» GIVEN INSTRUCTION: Copy out all of the records below, substituting "trace the border" for every "draw the outline" and changing nothing else. Leave out the pictures.

» GIVEN DATA:
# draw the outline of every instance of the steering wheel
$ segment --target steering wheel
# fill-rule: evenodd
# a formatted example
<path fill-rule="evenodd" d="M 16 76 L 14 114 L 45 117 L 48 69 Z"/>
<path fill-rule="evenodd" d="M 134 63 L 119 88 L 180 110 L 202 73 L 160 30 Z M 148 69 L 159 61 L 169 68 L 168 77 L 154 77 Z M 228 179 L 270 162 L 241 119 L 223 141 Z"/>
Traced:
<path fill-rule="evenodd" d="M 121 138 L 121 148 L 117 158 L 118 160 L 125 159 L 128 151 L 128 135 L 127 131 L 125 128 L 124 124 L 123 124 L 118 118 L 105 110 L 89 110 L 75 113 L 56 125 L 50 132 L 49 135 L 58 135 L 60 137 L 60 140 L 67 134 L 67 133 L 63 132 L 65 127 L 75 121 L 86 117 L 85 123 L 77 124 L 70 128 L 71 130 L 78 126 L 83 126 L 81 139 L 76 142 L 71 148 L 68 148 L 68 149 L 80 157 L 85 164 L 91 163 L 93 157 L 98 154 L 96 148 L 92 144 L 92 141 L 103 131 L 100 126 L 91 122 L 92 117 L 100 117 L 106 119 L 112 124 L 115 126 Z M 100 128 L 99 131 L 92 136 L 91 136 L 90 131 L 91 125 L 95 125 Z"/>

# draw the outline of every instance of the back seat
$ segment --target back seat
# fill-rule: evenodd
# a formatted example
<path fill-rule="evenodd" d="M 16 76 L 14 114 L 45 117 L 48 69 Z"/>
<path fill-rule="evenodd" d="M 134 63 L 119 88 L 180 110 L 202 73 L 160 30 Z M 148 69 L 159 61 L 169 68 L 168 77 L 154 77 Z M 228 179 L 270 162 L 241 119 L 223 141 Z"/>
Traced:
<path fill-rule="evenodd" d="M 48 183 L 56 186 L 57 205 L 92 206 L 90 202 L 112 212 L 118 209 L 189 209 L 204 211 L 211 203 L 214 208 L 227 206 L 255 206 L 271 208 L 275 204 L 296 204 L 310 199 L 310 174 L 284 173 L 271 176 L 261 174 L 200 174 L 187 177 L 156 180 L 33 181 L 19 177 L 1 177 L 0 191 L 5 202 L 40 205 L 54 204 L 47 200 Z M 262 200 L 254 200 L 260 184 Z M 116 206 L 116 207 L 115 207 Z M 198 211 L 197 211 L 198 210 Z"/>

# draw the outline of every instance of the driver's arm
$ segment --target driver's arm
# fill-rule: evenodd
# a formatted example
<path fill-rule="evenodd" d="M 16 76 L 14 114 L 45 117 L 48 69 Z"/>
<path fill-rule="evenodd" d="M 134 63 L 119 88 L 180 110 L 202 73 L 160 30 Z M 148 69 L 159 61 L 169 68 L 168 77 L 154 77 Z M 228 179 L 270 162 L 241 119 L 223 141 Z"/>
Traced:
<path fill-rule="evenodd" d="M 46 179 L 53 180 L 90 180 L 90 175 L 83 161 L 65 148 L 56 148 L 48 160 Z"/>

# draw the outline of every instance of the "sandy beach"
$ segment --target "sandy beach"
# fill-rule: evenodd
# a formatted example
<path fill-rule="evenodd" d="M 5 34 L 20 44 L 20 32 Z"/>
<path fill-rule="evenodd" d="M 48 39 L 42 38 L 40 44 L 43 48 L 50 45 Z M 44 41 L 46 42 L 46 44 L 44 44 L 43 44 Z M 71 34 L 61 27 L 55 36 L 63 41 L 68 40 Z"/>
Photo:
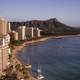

» RESULT:
# trace the border of every instance of the steering wheel
$ segment --target steering wheel
# fill-rule: evenodd
# a formatted example
<path fill-rule="evenodd" d="M 16 76 L 14 114 L 45 117 L 48 69 Z"/>
<path fill-rule="evenodd" d="M 134 63 L 119 88 L 180 110 L 202 73 L 160 30 Z M 148 69 L 159 61 L 169 68 L 168 77 L 154 77 Z M 228 179 L 270 162 L 241 119 L 223 141 Z"/>
Traced:
<path fill-rule="evenodd" d="M 121 138 L 121 148 L 117 158 L 118 160 L 125 159 L 128 151 L 128 135 L 127 131 L 125 128 L 124 124 L 123 124 L 118 118 L 105 110 L 89 110 L 75 113 L 56 125 L 50 132 L 49 135 L 58 135 L 60 137 L 60 140 L 67 134 L 67 133 L 63 132 L 65 127 L 75 121 L 86 117 L 85 123 L 77 124 L 70 128 L 71 130 L 78 126 L 83 126 L 81 139 L 76 142 L 71 148 L 68 148 L 68 149 L 80 157 L 85 164 L 91 163 L 93 157 L 98 154 L 96 148 L 92 144 L 92 141 L 103 131 L 100 126 L 91 122 L 92 117 L 100 117 L 106 119 L 112 124 L 115 126 Z M 100 128 L 99 131 L 92 136 L 91 136 L 90 131 L 91 125 L 95 125 Z"/>

# trace the border of every instance of the back seat
$ segment --target back seat
# fill-rule: evenodd
# a formatted example
<path fill-rule="evenodd" d="M 16 76 L 14 114 L 45 117 L 48 69 Z"/>
<path fill-rule="evenodd" d="M 134 63 L 119 88 L 180 110 L 202 73 L 160 30 Z M 148 69 L 159 61 L 169 68 L 168 77 L 154 77 Z M 228 179 L 270 162 L 241 119 L 223 141 Z"/>
Traced:
<path fill-rule="evenodd" d="M 48 183 L 56 186 L 57 205 L 92 206 L 90 202 L 112 212 L 118 209 L 189 209 L 204 211 L 211 203 L 214 208 L 227 206 L 255 206 L 271 208 L 275 204 L 296 204 L 310 199 L 310 174 L 284 173 L 271 176 L 261 174 L 200 174 L 187 177 L 156 180 L 33 181 L 19 177 L 1 177 L 0 191 L 5 202 L 40 205 L 54 204 L 47 200 Z M 262 200 L 254 200 L 260 184 Z M 116 206 L 116 207 L 115 207 Z M 198 211 L 197 211 L 198 210 Z"/>

# trace the border of every instance of the driver's arm
$ segment --target driver's arm
# fill-rule: evenodd
# a formatted example
<path fill-rule="evenodd" d="M 16 76 L 14 114 L 45 117 L 48 69 Z"/>
<path fill-rule="evenodd" d="M 134 63 L 119 88 L 180 110 L 202 73 L 160 30 Z M 148 69 L 159 61 L 169 68 L 168 77 L 154 77 Z M 228 179 L 270 162 L 241 119 L 223 141 Z"/>
Traced:
<path fill-rule="evenodd" d="M 46 179 L 53 180 L 90 180 L 90 175 L 83 161 L 65 148 L 56 148 L 48 160 Z"/>

# trace the border of every instance of the "sandy beach"
$ segment --target "sandy beach"
# fill-rule: evenodd
# a formatted example
<path fill-rule="evenodd" d="M 5 34 L 20 44 L 20 32 Z"/>
<path fill-rule="evenodd" d="M 48 39 L 42 38 L 40 44 L 43 48 L 50 45 Z M 44 41 L 46 42 L 46 44 L 44 44 L 43 44 Z M 71 34 L 61 27 L 55 36 L 63 41 L 68 40 Z"/>
Photo:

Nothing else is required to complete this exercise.